▶ **Using the information**:
A. According to the staff profiles, what did Laura's favorite research project study?
B. Based on the staff profiles, explain what led Kyra to dream of becoming an educator who inspires a love of learning.

After completing a Bachelor of Science degree at the University of Waterloo, Katja worked as an English teacher for primary students at a Reggio Emilia school in Vietnam. She then completed her Bachelor of Education degree at Queen’s University, specializing in outdoor and experiential education. During her time teaching at the Toronto District School Board’s Outdoor Education schools, she gained valuable experience teaching curriculum content in the forest.
Katja finds herself happiest when adventuring outdoors with children, spreading her positivity, nurturing awareness, and inspiring curiosity. Her hobbies include playing her ukulele and flute, woodworking, needle felting, making friction fires, swimming, and enjoying life’s simple pleasures.
Monthly Nature School
Richard (he/him) was born and raised in northeastern BC. He spent his childhood and adolescence on a small farm located in Rose Prairie, a farming community located in the traditional and ancestral territory of the Dane-zaa.
Though the seasons were made up of long, cold winters and short, warm summers, Richard spent much of his waking hours outdoors. His grandfather, also born and raised in Rose Prairie, taught Richard to hunt and fish. And from his father, he learned how to milk cows, take care of chickens and pigs, and grow food.
In Richard’s teen years, he learned bushcraft and orientation and became a youth leader with the Royal Canadian Army Cadets.
He moved to the Lower Mainland in the late 90s, married soon after, and he’s stayed ever since. His son Noah continues to enjoy programs with Soaring Eagle over many years. After taking the Soaring Eagle Coyote Mentoring Workshop and completing the Apprenticeship Program, Richard reignited his deeply rooted love of the outdoors and passion to mentor young people.
Monthly Nature School
Laura (she/her) is a settler grateful to have grown up on Nipmuc, Pawtucket, and Massachusett land on the east coast of what is now known as the United States. As a child, she loved to stomp around in the rocky streams of the White Mountains, and she feels thankful to have felt the love of the land from a young age.
While completing her BSc in Environmental Science at McGill, Laura worked as both a nanny and an ecology researcher. Her favorite research project, which studied Mountain Huckleberry fruiting, prepared her well for a life of berry-picking on the west coast.
Since moving to Vancouver, Laura can be found eating blackberries, searching for slugs, and working with kids to encourage their curiosity and love for the land and water.
Forest Learners Program, Monthly Nature School
Kyra (she/her/they/them) was raised in Nelson BC on the unceded, ancestral territories of the Sinixt, Ktunaxa, and Syilx Peoples. Growing up with the forest as her playground, she spent her days making fairy houses and collecting snails in her backyard. She credits her current-day love of nature to her early years exploring the wonders of her environment. In 2016, Kyra moved to Treaty 6 territory to pursue a degree in Environmental and Conservation Sciences from the University of Alberta, where she experienced the importance of nature literacy in developing deeper connections to the environment. She often missed her bus to ID the plants or follow the bird calls that she learned in her classes.
In 6th grade, her teacher told her class, “I became a teacher because I hated school,” and looking around, she noticed this was a common experience for many of her peers. Ever since, she has dreamed of becoming an educator who inspires a love of learning by creating engaging, inclusive experiences for all students. During her undergrad, Kyra worked as an Outdoor Educator and Naturalist, and in 2020, Kyra moved to Musqueam territory for UBC’s Teacher Education Program. As an environmental educator and certified teacher, she has been inspired by the power of nature-based education in creating engaging, student-centred learning experiences that foster curiosity and excitement for learning.

▶ **Entries provided**:

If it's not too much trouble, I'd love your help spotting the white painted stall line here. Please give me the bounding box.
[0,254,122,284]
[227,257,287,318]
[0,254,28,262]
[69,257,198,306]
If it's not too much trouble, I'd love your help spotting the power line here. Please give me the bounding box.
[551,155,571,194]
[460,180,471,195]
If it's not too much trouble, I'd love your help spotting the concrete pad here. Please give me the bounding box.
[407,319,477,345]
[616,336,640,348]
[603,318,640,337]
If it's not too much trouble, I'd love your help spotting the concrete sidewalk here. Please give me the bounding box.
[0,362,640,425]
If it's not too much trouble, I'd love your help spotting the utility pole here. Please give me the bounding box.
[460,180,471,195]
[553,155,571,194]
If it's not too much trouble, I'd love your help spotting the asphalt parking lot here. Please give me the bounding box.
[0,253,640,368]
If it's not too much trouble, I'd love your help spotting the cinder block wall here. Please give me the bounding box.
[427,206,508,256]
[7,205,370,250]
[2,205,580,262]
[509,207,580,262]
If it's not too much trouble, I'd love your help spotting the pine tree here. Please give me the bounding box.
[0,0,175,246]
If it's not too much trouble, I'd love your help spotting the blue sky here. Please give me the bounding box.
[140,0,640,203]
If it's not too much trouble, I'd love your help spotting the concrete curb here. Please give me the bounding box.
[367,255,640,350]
...
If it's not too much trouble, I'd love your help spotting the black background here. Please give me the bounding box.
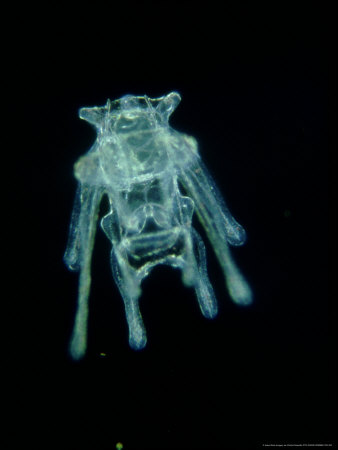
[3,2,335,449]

▶ **Expected outputs**:
A. Mountain Huckleberry fruiting.

B. In 6th grade, her teacher told the class, "I became a teacher because I hated school," and Kyra noticed that many of her peers shared this experience. Ever since, she has dreamed of becoming an educator who creates engaging, inclusive experiences for all students.